Start of GIVEN INFORMATION

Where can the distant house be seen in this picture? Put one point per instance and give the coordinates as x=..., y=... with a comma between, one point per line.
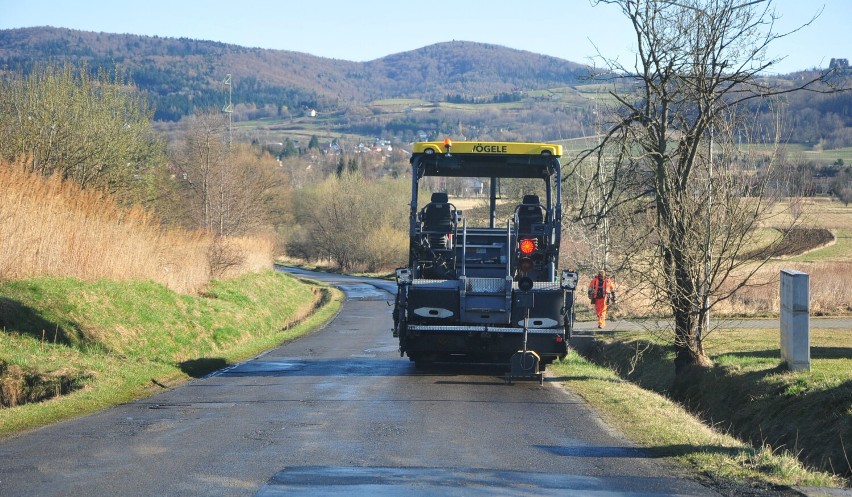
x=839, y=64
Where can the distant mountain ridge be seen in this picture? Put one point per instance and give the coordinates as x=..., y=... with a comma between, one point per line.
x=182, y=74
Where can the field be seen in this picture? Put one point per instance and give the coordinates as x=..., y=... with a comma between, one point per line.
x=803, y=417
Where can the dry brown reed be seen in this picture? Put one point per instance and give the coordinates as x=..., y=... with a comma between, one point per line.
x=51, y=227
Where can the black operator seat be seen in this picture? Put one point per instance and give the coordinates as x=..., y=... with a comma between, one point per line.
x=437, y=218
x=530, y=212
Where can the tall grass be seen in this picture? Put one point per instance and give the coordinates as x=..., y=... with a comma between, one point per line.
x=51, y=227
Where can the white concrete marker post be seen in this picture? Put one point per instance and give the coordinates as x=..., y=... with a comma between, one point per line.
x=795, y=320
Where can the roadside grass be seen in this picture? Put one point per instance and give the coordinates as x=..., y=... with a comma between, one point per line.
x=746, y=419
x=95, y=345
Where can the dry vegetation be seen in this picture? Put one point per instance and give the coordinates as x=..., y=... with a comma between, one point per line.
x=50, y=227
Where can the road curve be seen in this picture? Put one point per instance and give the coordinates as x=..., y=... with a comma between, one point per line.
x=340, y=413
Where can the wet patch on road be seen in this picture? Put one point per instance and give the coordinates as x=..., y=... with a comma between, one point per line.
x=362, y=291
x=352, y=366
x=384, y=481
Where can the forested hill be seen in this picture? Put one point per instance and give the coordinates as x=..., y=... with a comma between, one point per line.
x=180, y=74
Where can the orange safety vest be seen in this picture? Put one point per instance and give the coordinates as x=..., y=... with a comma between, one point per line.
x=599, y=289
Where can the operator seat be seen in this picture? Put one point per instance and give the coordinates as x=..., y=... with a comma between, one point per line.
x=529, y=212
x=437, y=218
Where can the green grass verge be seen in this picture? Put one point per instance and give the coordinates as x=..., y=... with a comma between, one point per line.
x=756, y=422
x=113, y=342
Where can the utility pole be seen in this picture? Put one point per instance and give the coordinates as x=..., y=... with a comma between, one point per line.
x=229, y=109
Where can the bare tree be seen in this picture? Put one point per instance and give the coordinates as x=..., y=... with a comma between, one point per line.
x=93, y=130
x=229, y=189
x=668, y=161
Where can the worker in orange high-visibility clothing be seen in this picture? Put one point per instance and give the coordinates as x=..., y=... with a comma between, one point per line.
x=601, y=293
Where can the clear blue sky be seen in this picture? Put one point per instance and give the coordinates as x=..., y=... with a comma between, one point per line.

End of GIVEN INFORMATION

YOUR TASK: Your task is to transcribe all of the records precisely, with no images included.

RESULT:
Where can the distant house be seen in this picture? Put one point per instance and give the coordinates as x=..., y=... with a comma between, one point per line.
x=839, y=64
Where can the distant mountain ridge be seen in this picture? Put one point per instance and give the coordinates as x=..., y=... with a comma between, one point per line.
x=182, y=74
Where can the field be seen in this picture? Put one point per instance and give the coordinates as x=..., y=... with a comma between, one point per line.
x=803, y=417
Where can the dry brown reed be seen in this picture? Put one point per instance and give the coordinates as x=..., y=... with a comma between, one point per line.
x=51, y=227
Where can the black operator seat be seen in this picture? Put one point per instance and give the coordinates as x=..., y=... with a comma between, one point per line.
x=437, y=218
x=530, y=212
Where can the tall grass be seen in this picture? Put one point per instance and give the coordinates as x=..., y=... with a comma between, one point per line.
x=51, y=227
Where can the white concrete marker post be seen in this picture? Put one point per instance and give the coordinates as x=..., y=... with a comma between, one point per line.
x=795, y=320
Where can the roadside grass be seen in this picture? Put one point per instance and give the coordinates as x=..., y=... with a comma between, one point per line.
x=746, y=419
x=95, y=345
Where can the dry vegetation be seen in this picture? Put one point per instance and give the coordinates as x=..., y=... with a comma between, one point per line.
x=50, y=227
Where can the road curve be seen in this picture? Put one point per instance and give the coordinates as x=..., y=... with a comma between, one point per line.
x=340, y=413
Where can the wet patch on road be seen in this picture? Put one point per instance and give the coordinates as x=..., y=... with a comma between, one point per line.
x=362, y=291
x=352, y=366
x=384, y=481
Where can the forested hill be seen in this picture? Put one point per instance and give the coordinates as x=..., y=... with a comma between, one point per line.
x=180, y=74
Where can the orange safety vest be seen in this picture? Put one point per instance and give the coordinates as x=..., y=... with a comma between, one point per line.
x=599, y=289
Where can the operator seat be seen in this picture? Put one point per instance and give the coordinates as x=..., y=... with a comma between, one point per line.
x=529, y=212
x=437, y=218
Where can the green grass verge be seen in this picture? Put one point per instance and give the coordinates as x=..., y=... with a comma between, one point per line.
x=756, y=422
x=113, y=342
Where can the utility pole be seen in this picture? Put one point per instance and give the coordinates as x=..., y=... with a comma between, one point per line.
x=229, y=109
Where can the bare tree be seen in this picture? Put one point per instance and give the coordinates as x=..., y=... with a comma between, one point per line.
x=93, y=130
x=229, y=189
x=668, y=161
Where can the worker in orange high-visibility clothing be seen in this picture? Put one point per instance and give the coordinates as x=..., y=... with a comma between, one point per line.
x=601, y=293
Where can the clear blue sky be seen in this picture? Put one point per instance and give the coordinates as x=..., y=... with a comma between, one point per line.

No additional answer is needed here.